Your instructions: From the records that follow, copy every line in which "image" appears.

### Excerpted data ###

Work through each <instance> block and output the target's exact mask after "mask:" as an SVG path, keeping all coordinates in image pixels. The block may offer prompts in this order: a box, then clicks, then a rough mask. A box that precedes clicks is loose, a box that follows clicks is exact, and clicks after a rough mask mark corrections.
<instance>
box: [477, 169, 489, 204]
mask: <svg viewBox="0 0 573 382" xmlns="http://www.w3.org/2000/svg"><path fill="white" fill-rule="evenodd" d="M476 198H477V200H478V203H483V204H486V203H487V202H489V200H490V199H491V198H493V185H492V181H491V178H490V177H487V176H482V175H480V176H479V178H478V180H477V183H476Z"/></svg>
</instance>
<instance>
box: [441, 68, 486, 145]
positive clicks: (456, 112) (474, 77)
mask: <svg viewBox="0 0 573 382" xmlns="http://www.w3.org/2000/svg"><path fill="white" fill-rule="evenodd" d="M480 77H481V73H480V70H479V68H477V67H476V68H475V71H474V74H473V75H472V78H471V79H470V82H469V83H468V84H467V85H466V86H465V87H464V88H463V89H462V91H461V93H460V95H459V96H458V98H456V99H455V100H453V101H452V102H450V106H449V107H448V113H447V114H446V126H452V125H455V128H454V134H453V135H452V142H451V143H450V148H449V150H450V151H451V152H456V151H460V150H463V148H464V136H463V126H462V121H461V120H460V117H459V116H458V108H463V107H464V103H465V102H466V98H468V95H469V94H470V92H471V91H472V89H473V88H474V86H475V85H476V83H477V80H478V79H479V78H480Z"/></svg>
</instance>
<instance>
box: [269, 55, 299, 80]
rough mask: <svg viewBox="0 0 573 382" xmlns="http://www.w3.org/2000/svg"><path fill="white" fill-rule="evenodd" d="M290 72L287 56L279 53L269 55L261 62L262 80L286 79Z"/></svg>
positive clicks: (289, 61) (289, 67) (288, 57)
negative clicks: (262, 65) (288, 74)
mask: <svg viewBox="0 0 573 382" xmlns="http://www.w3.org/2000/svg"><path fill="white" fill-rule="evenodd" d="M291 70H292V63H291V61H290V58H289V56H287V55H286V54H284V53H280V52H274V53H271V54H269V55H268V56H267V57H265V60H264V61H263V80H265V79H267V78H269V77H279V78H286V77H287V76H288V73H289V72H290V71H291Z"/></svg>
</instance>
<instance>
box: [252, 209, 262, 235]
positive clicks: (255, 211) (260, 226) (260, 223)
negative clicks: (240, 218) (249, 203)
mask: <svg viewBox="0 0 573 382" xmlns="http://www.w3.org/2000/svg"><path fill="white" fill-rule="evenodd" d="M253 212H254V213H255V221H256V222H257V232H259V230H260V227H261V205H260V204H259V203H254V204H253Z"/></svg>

###
### Excerpted data ###

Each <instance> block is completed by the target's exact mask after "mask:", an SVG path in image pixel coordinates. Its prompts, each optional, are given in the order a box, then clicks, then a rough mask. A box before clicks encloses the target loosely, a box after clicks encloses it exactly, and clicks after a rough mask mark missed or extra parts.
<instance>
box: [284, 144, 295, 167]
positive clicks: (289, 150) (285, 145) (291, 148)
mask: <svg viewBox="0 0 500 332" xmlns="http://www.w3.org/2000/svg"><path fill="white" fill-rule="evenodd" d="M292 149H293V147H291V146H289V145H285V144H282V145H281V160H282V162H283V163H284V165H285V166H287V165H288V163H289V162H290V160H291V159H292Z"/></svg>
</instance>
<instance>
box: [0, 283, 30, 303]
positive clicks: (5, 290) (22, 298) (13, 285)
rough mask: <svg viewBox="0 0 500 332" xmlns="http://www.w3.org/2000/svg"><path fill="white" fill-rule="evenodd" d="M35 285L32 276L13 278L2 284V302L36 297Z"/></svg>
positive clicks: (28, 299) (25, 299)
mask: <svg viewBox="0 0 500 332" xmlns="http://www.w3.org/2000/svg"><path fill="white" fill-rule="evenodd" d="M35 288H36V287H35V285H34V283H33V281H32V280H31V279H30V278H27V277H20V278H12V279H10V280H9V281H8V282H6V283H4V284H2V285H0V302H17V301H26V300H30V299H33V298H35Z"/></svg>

###
### Excerpted data ###

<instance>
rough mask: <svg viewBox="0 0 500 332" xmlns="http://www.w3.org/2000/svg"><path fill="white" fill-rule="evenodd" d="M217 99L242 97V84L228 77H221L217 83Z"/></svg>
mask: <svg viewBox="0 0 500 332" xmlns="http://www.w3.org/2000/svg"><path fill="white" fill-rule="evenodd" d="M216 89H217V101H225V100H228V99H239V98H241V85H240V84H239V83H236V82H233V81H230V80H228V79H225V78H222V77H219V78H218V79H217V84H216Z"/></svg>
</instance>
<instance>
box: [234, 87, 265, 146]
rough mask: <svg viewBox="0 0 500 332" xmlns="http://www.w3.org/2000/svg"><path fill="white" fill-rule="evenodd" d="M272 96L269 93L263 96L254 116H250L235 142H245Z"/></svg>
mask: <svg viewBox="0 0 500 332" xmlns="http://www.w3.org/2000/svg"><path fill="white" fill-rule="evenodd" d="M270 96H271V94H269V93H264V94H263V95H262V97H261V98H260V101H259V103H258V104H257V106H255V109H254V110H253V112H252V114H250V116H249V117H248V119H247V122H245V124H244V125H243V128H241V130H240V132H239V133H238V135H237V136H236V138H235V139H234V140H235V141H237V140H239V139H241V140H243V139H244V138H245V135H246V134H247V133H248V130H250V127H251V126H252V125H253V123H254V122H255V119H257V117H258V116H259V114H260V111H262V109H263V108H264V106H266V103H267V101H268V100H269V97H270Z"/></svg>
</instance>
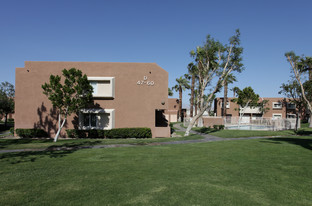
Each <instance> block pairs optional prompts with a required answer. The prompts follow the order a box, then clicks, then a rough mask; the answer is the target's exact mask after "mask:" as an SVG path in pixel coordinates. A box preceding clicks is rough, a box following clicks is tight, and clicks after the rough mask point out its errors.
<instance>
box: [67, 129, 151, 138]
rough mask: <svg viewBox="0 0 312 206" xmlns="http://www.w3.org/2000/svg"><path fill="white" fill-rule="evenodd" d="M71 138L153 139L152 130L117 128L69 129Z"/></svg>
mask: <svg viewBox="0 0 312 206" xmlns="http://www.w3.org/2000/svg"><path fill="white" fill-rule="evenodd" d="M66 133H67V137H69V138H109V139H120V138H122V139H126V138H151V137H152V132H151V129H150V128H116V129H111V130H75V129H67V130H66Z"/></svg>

###

Output of the exercise:
Work through each <instance> block and output the target's exact mask after "mask:" as an SVG path, keeping all coordinates in image pixels. The block may offer prompts in this order: a box, then clicks, then a rough mask. A box that precedes clicks is loose, a box that follows clicks is exact, and clicks after a rough mask mark corrections.
Each <instance> block is completed by the target's exact mask after "mask:", an SVG path in image pixel coordinates. Its prompts, each optional, are given in the order a box, then clicks, then a rough mask. A box before clicks encloses the target loosely, a box after clicks encloses it exactly, and clicks after a rough mask mark missed or extra parts.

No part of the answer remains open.